Material shown:
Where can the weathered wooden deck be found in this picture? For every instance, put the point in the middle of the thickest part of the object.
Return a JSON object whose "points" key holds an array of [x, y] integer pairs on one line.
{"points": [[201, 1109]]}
--
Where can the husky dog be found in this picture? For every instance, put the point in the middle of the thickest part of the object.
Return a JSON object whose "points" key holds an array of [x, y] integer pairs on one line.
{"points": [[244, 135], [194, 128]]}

The task: Tally the lines in the entries above that contain the string "points", treating uppercase and lowercase as different. Reply with the number alone.

Solution to this task: 4